- Directions for this task: Rewrite the part of the text on Polish lease agreements during the COVID-19 pandemic, starting at "Poland: The COVID-19" and ending at "from their landlords.", with "restaurants" in place of "gastronomy".

- Text provided:
============================================================

Poland: The COVID-19 pandemic and lease agreements
In connection with the COVID-19 epidemic, the Minister of Health has issued a regulation declaring a state of epidemic in Poland and introduced – until further notice – many business restrictions. The restrictions primarily affect retail shops and services in large commercial facilities, as well as gastronomy. However, not only the sectors directly covered by the regulation are experiencing a significant decrease in sales due to the pandemic and the resulting problems with meeting their obligations, including payment of rent and service charges.
Thus, the question arises as to whether and to what extent tenants may demand rent reductions from their landlords.
SPECIFIC PROVISIONS OF LEASES
First of all, the answer to the above requires an analysis of the leases into which the parties have entered, as some commercial leases provide for the option of reducing the rent in the event of specific circumstances.
Some leases (most often those of tenants in shopping centers with an area of over 2,000 m²) provide that the tenant is entitled to pay lower or no rent if its business activity in the premises is hampered or rendered impossible. Depending on the manner in which such a provision is worded, the tenant may be entitled to a reduction of rent if it must close down its business because its type of business is temporarily prohibited.
Polish law does not provide for a definition of force majeure as such. However, the literature and jurisprudence define force majeure as an event or occurrence: (a) which is external to the party(ies); (b) which is impossible (or nearly impossible) to foresee; (c) and the consequences of which cannot be prevented. Examples of force majeure include events related to effects of natural elements (such as floods, fires, earthquakes or epidemics), unusual behaviours of communities (for example riots, strikes, wars) or governmental actions (including but not limited to importation or exportation embargos or border closings).
Parties to leases may define force majeure differently and/or stipulate how it affects obligations between them, e.g. as constituting grounds for partial or total exemption from rent and service charges. However, such solutions are not common practice, and general rules apply in their absence.
It should be emphasized that, unless otherwise stated in the lease, an event of force majeure does not end the tenant's obligation to pay rent to the landlord.
Pursuant to the Polish Civil Code, if an event of force majeure (epidemic / trade restriction / decrease in sales) prevents a tenant from fulfilling an obligation, the tenant is not obliged to remedy the incidental damage (e.g. default interest) resulting from non-fulfilment or improper fulfilment of obligations (payment of rent). The above does not cause any waiver or postponement of the tenant’s obligation to pay the rent itself, but only limits the tenant's liability in the event of incidental damage, e.g. interest.

============================================================

- Records shown:
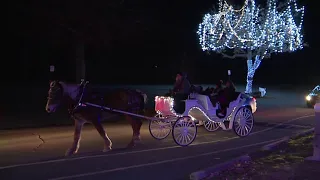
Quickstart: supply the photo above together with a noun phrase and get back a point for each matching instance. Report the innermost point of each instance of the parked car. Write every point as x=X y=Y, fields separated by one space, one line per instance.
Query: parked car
x=313 y=97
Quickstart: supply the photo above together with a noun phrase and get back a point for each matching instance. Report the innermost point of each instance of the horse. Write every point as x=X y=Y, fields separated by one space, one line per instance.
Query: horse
x=62 y=93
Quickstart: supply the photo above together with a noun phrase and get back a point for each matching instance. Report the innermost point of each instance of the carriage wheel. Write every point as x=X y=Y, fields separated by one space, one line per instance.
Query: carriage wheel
x=211 y=126
x=184 y=131
x=160 y=129
x=243 y=122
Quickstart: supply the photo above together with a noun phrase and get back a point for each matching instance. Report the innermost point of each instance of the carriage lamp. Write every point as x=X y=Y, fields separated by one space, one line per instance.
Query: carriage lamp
x=308 y=98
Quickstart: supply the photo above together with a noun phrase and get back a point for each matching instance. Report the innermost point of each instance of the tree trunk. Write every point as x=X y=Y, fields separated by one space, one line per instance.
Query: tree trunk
x=80 y=61
x=252 y=67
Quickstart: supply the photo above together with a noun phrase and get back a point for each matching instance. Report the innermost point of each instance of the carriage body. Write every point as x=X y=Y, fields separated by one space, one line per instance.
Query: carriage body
x=199 y=108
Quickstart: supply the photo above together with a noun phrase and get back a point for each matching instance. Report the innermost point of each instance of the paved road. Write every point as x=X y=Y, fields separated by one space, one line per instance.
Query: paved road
x=37 y=153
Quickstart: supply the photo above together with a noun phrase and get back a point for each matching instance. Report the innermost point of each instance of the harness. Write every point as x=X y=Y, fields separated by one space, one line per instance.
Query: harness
x=79 y=104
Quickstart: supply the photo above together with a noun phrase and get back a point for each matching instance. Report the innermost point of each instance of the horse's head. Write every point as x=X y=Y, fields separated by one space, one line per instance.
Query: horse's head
x=55 y=96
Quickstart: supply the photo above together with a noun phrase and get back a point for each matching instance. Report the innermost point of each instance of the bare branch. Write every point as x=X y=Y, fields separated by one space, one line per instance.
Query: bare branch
x=233 y=56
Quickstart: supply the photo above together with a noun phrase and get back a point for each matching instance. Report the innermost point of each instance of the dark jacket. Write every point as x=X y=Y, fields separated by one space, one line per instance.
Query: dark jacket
x=182 y=87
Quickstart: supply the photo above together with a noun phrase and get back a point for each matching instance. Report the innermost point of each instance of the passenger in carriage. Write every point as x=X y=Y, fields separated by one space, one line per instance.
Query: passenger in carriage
x=216 y=91
x=181 y=91
x=226 y=97
x=218 y=88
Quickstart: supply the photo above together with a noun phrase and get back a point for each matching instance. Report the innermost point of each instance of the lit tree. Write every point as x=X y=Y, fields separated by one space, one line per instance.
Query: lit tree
x=253 y=33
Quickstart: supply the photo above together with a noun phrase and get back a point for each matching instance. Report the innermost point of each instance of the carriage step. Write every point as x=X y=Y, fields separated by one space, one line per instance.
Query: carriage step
x=225 y=125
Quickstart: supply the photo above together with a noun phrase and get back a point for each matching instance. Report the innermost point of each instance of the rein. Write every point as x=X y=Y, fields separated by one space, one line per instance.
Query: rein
x=83 y=85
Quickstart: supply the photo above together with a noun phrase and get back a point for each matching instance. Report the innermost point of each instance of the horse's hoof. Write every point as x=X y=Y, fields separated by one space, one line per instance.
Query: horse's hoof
x=131 y=145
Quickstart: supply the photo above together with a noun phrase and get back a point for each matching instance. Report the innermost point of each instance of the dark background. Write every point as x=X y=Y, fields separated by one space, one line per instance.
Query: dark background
x=138 y=42
x=126 y=42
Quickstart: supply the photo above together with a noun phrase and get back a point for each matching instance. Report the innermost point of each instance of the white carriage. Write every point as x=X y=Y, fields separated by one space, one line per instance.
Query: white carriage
x=239 y=117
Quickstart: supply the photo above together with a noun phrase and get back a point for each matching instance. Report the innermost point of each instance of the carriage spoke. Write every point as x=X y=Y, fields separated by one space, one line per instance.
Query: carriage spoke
x=243 y=122
x=187 y=130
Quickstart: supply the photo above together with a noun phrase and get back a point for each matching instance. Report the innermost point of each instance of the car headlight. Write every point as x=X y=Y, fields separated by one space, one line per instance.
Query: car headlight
x=308 y=98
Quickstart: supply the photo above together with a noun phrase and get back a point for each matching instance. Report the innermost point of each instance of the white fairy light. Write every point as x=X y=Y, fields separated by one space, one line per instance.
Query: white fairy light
x=259 y=32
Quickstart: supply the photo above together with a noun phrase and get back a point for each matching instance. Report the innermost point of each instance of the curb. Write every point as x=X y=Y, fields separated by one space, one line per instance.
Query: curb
x=265 y=150
x=272 y=146
x=220 y=167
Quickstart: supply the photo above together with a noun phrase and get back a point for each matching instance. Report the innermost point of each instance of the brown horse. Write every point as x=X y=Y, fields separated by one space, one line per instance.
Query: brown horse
x=71 y=94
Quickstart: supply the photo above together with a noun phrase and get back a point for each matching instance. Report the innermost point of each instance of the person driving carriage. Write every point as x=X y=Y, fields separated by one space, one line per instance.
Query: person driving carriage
x=226 y=97
x=181 y=91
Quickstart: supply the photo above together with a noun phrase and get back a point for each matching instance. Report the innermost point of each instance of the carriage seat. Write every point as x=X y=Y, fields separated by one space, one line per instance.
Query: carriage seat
x=234 y=99
x=204 y=101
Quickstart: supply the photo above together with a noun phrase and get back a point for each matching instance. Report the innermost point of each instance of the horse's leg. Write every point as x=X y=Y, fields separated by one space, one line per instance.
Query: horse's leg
x=76 y=139
x=107 y=142
x=136 y=124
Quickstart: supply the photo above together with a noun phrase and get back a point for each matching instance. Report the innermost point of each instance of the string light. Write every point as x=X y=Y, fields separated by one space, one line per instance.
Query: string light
x=259 y=32
x=164 y=106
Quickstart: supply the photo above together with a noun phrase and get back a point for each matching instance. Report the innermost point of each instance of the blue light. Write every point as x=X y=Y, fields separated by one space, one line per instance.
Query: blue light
x=252 y=32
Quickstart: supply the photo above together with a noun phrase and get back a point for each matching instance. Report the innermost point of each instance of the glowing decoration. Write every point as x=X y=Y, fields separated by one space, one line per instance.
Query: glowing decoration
x=164 y=106
x=252 y=32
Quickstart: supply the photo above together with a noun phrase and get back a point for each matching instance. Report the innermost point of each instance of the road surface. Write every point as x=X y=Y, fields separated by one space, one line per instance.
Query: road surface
x=38 y=153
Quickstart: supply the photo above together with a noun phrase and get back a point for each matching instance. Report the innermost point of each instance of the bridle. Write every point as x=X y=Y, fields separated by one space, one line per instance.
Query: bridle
x=80 y=90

============================================================

- Answer to the problem:
Poland: The COVID-19 pandemic and lease agreements
In connection with the COVID-19 epidemic, the Minister of Health has issued a regulation declaring a state of epidemic in Poland and introduced – until further notice – many business restrictions. The restrictions primarily affect retail shops and services in large commercial facilities, as well as restaurants. However, not only the sectors directly covered by the regulation are experiencing a significant decrease in sales due to the pandemic and the resulting problems with meeting their obligations, including payment of rent and service charges.
Thus, the question arises as to whether and to what extent tenants may demand rent reductions from their landlords.